◆ Brief:
Answer these questions about the fishing forum thread:
1. What does the opening post call great looking?
2. According to BrownTownUtah, what could RapalaHunter still fish with single barbless hooks?
3. What does orvis1.2 say should be banned in forums?

◆ Text:
Great looking browns man! That last one inhaled it! BTU... Come on man :roll:


----------



## FROGGER

That is definitely a bow...when was it caught... nice pics...


----------



## orvis1.2

BrownTownUtah said:


> Nice fish...BUT Treble hooks in rivers should be banned.... it is way to easy.. RapalaHunter, Why not be a sportsman and replace those treble hooks with single hook barbless..? That way you can still fish your Luckycrafts but it gives the trout a fair chance..


Nice post... BUT stupid comments in forums should be banned... it is way too annoying.. BrownTownUtah, Why not be a sportsman and replace those single barbless hooks with your teeth as you swim through river and bite at the trout? That way you can still fish, but it gives the trout a fair chance...


----------



## handsomefish

orvis1.2 said:


> BrownTownUtah said:
> 
> 
> 
> Nice fish...BUT Treble hooks in rivers should be banned.... it is way to easy.. RapalaHunter, Why not be a sportsman and replace those treble hooks with single hook barbless..? That way you can still fish your Luckycrafts but it gives the trout a fair chance..

◆ Source data:
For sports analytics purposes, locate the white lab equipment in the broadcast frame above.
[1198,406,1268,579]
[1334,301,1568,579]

◆ Output below:
1. Browns
2. Luckycrafts
3. Stupid comments